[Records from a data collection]
□ □ □ □ □ □ □

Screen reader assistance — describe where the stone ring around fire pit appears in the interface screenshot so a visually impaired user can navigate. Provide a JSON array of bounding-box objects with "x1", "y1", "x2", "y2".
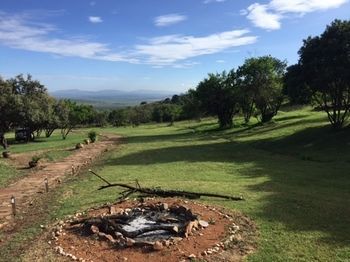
[{"x1": 52, "y1": 198, "x2": 256, "y2": 262}]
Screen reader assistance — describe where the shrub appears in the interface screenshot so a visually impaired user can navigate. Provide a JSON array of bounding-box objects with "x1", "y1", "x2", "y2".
[{"x1": 88, "y1": 131, "x2": 97, "y2": 143}]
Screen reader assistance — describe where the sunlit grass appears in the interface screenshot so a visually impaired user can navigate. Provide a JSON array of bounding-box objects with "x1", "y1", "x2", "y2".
[{"x1": 0, "y1": 108, "x2": 350, "y2": 261}]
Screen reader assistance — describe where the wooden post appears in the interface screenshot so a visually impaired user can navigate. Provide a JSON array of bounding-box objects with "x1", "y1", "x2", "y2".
[
  {"x1": 44, "y1": 177, "x2": 49, "y2": 193},
  {"x1": 11, "y1": 196, "x2": 16, "y2": 216}
]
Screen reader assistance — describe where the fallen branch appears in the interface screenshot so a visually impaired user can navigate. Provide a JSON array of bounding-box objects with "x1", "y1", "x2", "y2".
[{"x1": 89, "y1": 169, "x2": 243, "y2": 201}]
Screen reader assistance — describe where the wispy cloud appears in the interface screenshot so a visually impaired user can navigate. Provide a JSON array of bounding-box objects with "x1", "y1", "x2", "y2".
[
  {"x1": 241, "y1": 0, "x2": 348, "y2": 30},
  {"x1": 0, "y1": 13, "x2": 137, "y2": 62},
  {"x1": 89, "y1": 16, "x2": 103, "y2": 24},
  {"x1": 0, "y1": 12, "x2": 257, "y2": 68},
  {"x1": 154, "y1": 14, "x2": 187, "y2": 26},
  {"x1": 203, "y1": 0, "x2": 226, "y2": 4},
  {"x1": 247, "y1": 3, "x2": 282, "y2": 30},
  {"x1": 136, "y1": 30, "x2": 257, "y2": 65}
]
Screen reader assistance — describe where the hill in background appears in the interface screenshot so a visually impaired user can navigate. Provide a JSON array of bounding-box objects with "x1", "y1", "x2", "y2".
[{"x1": 50, "y1": 89, "x2": 173, "y2": 109}]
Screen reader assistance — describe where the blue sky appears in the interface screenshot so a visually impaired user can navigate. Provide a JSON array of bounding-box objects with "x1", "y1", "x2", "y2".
[{"x1": 0, "y1": 0, "x2": 350, "y2": 93}]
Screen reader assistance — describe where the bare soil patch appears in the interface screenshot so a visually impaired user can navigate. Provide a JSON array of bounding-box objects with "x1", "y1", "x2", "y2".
[
  {"x1": 49, "y1": 198, "x2": 257, "y2": 262},
  {"x1": 0, "y1": 135, "x2": 119, "y2": 223}
]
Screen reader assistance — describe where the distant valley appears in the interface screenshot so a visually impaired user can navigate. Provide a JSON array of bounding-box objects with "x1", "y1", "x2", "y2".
[{"x1": 50, "y1": 89, "x2": 174, "y2": 109}]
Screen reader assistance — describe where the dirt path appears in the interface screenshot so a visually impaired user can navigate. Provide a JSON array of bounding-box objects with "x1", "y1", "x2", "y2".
[{"x1": 0, "y1": 135, "x2": 120, "y2": 225}]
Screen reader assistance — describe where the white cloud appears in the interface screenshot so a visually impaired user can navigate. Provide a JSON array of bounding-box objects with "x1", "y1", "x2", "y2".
[
  {"x1": 203, "y1": 0, "x2": 226, "y2": 4},
  {"x1": 89, "y1": 16, "x2": 103, "y2": 24},
  {"x1": 269, "y1": 0, "x2": 348, "y2": 13},
  {"x1": 136, "y1": 30, "x2": 257, "y2": 65},
  {"x1": 154, "y1": 14, "x2": 187, "y2": 26},
  {"x1": 241, "y1": 0, "x2": 348, "y2": 30},
  {"x1": 247, "y1": 3, "x2": 282, "y2": 30},
  {"x1": 0, "y1": 12, "x2": 257, "y2": 68},
  {"x1": 0, "y1": 13, "x2": 137, "y2": 63}
]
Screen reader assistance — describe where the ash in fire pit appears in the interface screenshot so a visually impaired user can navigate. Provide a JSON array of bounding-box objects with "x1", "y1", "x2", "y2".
[{"x1": 71, "y1": 203, "x2": 208, "y2": 249}]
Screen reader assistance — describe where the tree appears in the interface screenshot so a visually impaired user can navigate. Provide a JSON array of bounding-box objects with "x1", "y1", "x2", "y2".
[
  {"x1": 180, "y1": 89, "x2": 202, "y2": 121},
  {"x1": 43, "y1": 97, "x2": 59, "y2": 137},
  {"x1": 195, "y1": 70, "x2": 238, "y2": 128},
  {"x1": 283, "y1": 64, "x2": 312, "y2": 105},
  {"x1": 237, "y1": 56, "x2": 286, "y2": 123},
  {"x1": 299, "y1": 20, "x2": 350, "y2": 128},
  {"x1": 56, "y1": 99, "x2": 92, "y2": 139},
  {"x1": 0, "y1": 77, "x2": 17, "y2": 149},
  {"x1": 108, "y1": 109, "x2": 127, "y2": 127},
  {"x1": 8, "y1": 75, "x2": 50, "y2": 139}
]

□ □ □ □ □ □ □

» Prompt:
State how many lines of the records contain the word "cloud". Reply with the number alone.

» Result:
2